▶ Tasks
**A)** List every data or file format named in the ScraperWiki article below.
**B)** Using the ScraperWiki article below, say whether each statement agrees with it. Answer yes or no and quote the deciding words.
(i) Scrapers usually present the extracted data as XML or JSON.
(ii) ScraperWiki's latest feature is a converter from HTML to PDF.
(iii) Government departments always make their web data available for further processing.
**C)** Write the next part of the ScraperWiki article below, starting after its last sentence.

▶ Article
________
ScraperWiki sets data free Now with PDF support

Wednesday, 29 December 2010

You may have missed ScraperWiki - it's one of those really good ideas that tend to remain hidden in obscurity. The latest feature is a PDF to HTML converter which makes it even more worth knowing about.

ScraperWiki is a really great idea. Scraping in the technique of retrieving data from HTML pages. Data embedded in an HTML page is usually formatted for human consumption and this generally means that it isn't the best format for other applications to process. A scraper is a program designed to download the HTML page and extract that data and then present it in a format another program can use - usually XML or JSON.

scraper

What is surprising is that there is so much data on the web which is only available embedded in HTML. Often a government department will make data available in a web page but then either not have the resources or the inclination to make it available for further processing - but scraping can deliver it in a usable form.
________
▶ Stored records

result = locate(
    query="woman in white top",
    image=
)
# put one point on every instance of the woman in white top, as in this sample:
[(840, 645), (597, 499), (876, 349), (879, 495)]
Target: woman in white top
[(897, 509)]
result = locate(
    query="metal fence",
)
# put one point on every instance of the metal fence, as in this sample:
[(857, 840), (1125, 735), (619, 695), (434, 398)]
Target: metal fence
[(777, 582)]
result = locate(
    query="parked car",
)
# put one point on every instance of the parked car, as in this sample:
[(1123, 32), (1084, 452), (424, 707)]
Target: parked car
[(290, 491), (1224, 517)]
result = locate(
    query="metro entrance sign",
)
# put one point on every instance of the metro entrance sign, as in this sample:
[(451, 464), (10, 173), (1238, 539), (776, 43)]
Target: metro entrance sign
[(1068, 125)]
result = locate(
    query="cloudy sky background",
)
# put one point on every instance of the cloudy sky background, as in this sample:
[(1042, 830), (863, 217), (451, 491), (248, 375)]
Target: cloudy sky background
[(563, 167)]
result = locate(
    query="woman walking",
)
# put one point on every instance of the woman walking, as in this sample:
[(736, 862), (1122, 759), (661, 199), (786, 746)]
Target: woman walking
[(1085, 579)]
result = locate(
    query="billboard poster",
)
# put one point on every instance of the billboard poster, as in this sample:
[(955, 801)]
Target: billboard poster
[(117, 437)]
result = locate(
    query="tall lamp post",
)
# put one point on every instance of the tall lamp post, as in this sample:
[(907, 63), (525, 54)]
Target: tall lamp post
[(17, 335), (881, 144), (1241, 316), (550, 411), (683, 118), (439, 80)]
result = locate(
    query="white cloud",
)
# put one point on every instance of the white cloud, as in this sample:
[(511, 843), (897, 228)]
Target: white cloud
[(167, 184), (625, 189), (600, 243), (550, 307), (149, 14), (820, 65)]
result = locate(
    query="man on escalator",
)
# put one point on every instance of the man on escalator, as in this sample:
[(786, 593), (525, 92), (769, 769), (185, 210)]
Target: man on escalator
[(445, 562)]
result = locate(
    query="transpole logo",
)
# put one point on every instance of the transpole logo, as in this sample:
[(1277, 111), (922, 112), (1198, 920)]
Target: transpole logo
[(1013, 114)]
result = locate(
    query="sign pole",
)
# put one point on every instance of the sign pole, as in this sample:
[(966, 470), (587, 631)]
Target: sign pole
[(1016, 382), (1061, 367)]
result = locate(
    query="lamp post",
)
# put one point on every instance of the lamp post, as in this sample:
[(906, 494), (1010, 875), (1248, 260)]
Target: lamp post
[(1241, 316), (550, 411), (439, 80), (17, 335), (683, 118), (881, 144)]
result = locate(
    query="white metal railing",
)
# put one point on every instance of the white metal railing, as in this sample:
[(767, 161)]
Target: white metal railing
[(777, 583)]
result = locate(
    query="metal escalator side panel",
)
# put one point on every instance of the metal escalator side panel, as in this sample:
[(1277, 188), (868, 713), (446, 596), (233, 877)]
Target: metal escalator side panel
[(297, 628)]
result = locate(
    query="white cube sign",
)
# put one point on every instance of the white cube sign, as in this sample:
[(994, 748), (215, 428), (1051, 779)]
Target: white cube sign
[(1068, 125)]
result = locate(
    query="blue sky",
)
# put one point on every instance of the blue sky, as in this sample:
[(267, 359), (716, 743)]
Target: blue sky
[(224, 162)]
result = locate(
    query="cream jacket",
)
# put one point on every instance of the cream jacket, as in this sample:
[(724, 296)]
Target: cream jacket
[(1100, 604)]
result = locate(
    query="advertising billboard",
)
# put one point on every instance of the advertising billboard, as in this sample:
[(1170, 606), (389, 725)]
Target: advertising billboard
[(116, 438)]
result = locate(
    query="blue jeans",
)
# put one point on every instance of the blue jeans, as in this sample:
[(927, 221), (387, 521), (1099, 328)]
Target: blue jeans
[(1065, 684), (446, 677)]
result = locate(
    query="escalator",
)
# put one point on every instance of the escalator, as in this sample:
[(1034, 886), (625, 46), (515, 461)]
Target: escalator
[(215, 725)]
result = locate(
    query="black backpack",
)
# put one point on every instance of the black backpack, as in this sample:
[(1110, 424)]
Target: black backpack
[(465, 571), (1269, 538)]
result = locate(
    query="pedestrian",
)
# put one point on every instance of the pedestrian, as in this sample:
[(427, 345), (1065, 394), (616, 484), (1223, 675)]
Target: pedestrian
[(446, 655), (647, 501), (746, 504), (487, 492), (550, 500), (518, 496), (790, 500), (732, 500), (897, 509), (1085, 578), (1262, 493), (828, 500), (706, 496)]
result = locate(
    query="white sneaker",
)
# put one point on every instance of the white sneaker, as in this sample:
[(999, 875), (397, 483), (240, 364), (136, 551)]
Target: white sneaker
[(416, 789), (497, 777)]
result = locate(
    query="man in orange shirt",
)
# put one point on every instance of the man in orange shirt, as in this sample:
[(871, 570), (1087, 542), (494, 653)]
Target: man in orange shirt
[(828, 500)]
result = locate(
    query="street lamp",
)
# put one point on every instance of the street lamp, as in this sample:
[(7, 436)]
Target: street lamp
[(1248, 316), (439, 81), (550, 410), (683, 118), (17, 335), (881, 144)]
________
▶ Answers in order
**A)** PDF, HTML, XML, JSON

**B)**
(i) Yes: "usually XML or JSON"
(ii) No: "The latest feature is a PDF to HTML converter"
(iii) No: "either not have the resources or the inclination to make it available for further processing"

**C)**
The problem with scraping is that HTML is not easy to process to extract data - it is often not regular enough and it sometime even changes its form with web site updates. So what you need is an easy way to create a scraper and after that why not share the data that it has retrieved for everyone to use. This is the idea of ScraperWiki.

It provides a number of online templates in PHP and Ruby to get a head start on creating a scraper. The approach taken is to construct a DOM tree and then extract the data by navigating and manipulating the DOM. This really is the only sensible way to create a scraper and once you have seen an example it is fairly easy. For non-programmers there is a "request a scraper" facility where members of the Wiki will spend a few minutes building a custom scraper. You can also volunteer to fix a broken scraper or document an existing one. At the time of writing there are 58 suggested datasets needing scrapers.

The data obtained by ScraperWiki can be downloaded as as CSV file and shared with other users. The whole thing is open source and so are any scrapers you create. The idea is to free up data that is otherwise locked into HTML. Scrapers can be run on a schedule and you get an email if your scraper fails. There is also an API that allows clients to download from the datastore in either JSON, YAML, SML, PHP objects or CSV.

scraper

The whole system has been up and running for about a year and is now in beta testing - although in common with many open source projects it may well say in beta for longer than actually needed. It all seems to work perfectly well.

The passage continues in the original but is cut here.